**Consignes à suivre:**
1. Énumérez les leviers que l'article sur EAT-Lancet 2025 dit devoir co-activer d'ici 2050.
2. D'après l'article sur EAT-Lancet 2025, combien de limites planétaires sur neuf sont déjà dépassées ?
3. Reprenez l'article sur EAT-Lancet 2025 à la suite de sa dernière phrase.

═══ Extrait de page

EAT-Lancet 2025 : le GPS stratégique (enfin) pour l’industrie des ingrédients

EAT-Lancet 2025 ne théorise plus : il donne le mode d’emploi. Pour tenir santé publique, climat et pouvoir d’achat d’ici 2050, il faut co-activer quatre leviers : faire basculer l’assiette vers le Planetary Health Diet (PHD), produire mieux (agro/éco-intensification, décarbonation, eau, N/P), réduire pertes & gaspillages (FLW) et garantir l’accès (prix, formats, politiques publiques). Pris isolément, aucun levier ne suffit. Le rapport 2025 traduit donc les limites planétaires en objectifs sectoriels pour l’alimentation et intègre la justice comme contrainte de conception. Question pour les fournisseurs d’ingrédients : que faire dès janvier 2026 ?

Le triptyque santé–climat–accès devient praticable

Le PHD est une enveloppe flexible : plus de céréales complètes, légumineuses, noix/graines, fruits/légumes ; des huiles insaturées ; laitages/œufs/poissons/volailles en quantités modérées ; peu de viandes rouges et de sucres ajoutés. Les données récentes confirment qu’y converger réduit les risques chroniques et la mortalité. En parallèle, EAT-Lancet 2025 alloue à l’alimentation une part mesurable de l’« espace sûr et juste » (climat, terres, eau, flux N/P, biodiversité). L’accès n’est plus une note RSE : il devient un critère de réussite.

Six limites planétaires sur neuf sont déjà dépassées. Le système alimentaire contribue directement à la dégradation du climat, des sols, de l’eau et de la biodiversité.
Source : EAT-Lancet 2025.

Ce que contient le rapport Eat-Lancet 2025 — sans jargon

  1. Repères PHD populationnels (Table 1) : des plages pour guider politiques et offres, sans prescrire l’individuel.
  2. Food system boundaries : plafonds sectoriels (ex. budget GES < ~5 Gt CO₂e/an, zéro conversion nette d’écosystèmes intacts, retraits d’eau compatibles, plafonds excédents N/P).

══════
═══ Lignes répertoriées

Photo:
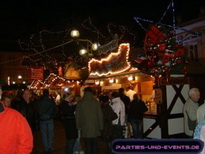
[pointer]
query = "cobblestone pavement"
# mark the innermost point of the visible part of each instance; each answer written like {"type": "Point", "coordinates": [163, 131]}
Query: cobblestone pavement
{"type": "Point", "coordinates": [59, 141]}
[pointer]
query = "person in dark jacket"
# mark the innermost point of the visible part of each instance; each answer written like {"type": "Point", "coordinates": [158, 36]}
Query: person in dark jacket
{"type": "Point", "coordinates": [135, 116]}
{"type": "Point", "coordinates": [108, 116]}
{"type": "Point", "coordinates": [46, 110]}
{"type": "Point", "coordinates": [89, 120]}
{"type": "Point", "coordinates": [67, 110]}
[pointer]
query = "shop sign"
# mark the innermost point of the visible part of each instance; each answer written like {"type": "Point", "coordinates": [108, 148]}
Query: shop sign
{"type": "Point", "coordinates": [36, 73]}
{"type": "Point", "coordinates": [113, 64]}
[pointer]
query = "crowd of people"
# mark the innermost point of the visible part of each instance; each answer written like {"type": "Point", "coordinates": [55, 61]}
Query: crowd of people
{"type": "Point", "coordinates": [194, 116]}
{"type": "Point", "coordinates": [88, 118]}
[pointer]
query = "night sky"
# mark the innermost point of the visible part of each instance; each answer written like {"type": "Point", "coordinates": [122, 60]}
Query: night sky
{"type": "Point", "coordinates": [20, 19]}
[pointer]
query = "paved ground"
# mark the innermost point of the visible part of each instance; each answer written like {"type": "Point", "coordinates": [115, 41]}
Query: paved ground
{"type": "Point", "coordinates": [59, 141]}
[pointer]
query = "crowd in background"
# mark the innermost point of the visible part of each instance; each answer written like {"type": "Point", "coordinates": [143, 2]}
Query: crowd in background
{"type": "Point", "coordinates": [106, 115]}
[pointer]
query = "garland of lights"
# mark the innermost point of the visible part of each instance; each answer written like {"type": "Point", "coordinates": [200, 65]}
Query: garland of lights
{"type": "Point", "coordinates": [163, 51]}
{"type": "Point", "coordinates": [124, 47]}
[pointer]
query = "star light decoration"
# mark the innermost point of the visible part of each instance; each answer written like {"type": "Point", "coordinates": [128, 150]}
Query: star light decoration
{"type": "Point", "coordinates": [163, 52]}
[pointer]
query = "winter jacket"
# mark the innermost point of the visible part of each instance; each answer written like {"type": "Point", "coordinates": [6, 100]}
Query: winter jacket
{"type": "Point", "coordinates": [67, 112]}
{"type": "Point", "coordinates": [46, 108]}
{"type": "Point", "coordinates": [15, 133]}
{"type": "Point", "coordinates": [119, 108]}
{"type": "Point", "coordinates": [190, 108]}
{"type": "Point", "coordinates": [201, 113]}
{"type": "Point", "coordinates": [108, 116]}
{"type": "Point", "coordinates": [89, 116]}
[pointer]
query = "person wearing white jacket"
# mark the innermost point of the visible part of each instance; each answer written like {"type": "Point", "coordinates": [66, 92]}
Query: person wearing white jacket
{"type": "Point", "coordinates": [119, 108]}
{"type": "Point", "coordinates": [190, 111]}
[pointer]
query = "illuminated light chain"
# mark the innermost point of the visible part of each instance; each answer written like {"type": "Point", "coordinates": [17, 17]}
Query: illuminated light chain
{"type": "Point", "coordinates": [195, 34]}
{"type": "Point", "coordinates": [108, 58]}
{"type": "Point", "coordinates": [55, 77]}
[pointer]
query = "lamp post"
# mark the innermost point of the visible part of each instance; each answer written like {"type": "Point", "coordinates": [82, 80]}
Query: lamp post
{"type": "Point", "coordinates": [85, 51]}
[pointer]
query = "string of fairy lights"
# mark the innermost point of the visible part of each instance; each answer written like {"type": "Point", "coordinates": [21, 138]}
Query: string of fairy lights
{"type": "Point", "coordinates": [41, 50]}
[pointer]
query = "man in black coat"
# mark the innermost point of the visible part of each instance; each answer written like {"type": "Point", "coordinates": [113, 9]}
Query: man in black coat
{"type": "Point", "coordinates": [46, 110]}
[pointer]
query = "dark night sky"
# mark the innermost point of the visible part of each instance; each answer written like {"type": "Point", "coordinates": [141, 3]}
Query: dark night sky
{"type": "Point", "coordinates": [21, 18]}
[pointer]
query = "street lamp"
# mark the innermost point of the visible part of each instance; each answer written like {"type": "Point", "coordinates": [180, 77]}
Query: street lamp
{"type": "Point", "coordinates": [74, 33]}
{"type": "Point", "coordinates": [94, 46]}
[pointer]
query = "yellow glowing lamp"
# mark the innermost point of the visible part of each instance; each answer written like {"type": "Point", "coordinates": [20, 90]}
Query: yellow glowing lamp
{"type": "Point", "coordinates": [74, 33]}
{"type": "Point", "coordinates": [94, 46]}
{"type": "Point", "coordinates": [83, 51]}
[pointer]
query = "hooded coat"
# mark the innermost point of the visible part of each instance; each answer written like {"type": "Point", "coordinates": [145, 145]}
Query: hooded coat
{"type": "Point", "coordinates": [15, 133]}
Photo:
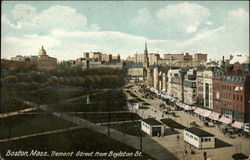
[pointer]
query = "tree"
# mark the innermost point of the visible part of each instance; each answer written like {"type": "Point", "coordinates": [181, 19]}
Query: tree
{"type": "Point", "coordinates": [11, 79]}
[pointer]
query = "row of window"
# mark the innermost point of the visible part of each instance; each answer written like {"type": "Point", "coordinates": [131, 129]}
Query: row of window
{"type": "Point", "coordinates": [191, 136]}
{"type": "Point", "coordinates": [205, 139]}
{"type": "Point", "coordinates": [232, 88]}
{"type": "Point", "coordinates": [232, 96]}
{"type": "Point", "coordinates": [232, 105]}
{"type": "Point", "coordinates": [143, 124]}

══════

**Résultats obtenus:**
1.
- Faire basculer l'assiette vers le Planetary Health Diet (PHD)
- Produire mieux (agro/éco-intensification, décarbonation, eau, N/P)
- Réduire pertes et gaspillages (FLW)
- Garantir l'accès (prix, formats, politiques publiques)

2. Six.

3.
  3. Trajectoires 2050 : comparaisons BAU vs combinaisons de leviers ; aucun levier seul n’équilibre santé, climat et prix.
  4. Justice : subventions ciblées, achats publics, chaîne du froid, logistique ; l’accès devient prérequis stratégique.
La majorité des pays se situent hors de la “zone sûre et juste” : 6,9 milliards de personnes au-dessus des limites écologiques ou sous le socle social minimal.
Source : EAT-Lancet 2025.

Quatre leviers — ensemble, sinon rien

  • Changer l’assiette (PHD) : + légumineuses/fibres/noix/céréales complètes, – viandes rouges/sucres ajoutés.
  • Produire mieux : rotations avec légumineuses, couverts, agroforesterie, biocontrôle ; énergie décarbonée ; gestion fine de l’eau et des nutriments.
  • FLW : pertes post-récolte, chaîne du froid, specs, étiquetage dates/portions, valorisation des coproduits.
  • Accès : prix, formats, politiques publiques, infrastructures.
Les pressions environnementales du système alimentaire se concentrent sur quelques “hotspots” : Inde, Chine, Europe et Moyen-Orient. Les marges de progrès y sont les plus fortes.
Source : EAT-Lancet 2025

Pris isolément, un signal carbone/foncier renchérit souvent le panier ; combiné aux trois autres, il devient soutenable et efficace.

Le système alimentaire génère environ 30 % des émissions mondiales de GES, dominées par le méthane (53 %) et le protoxyde d’azote (26 %).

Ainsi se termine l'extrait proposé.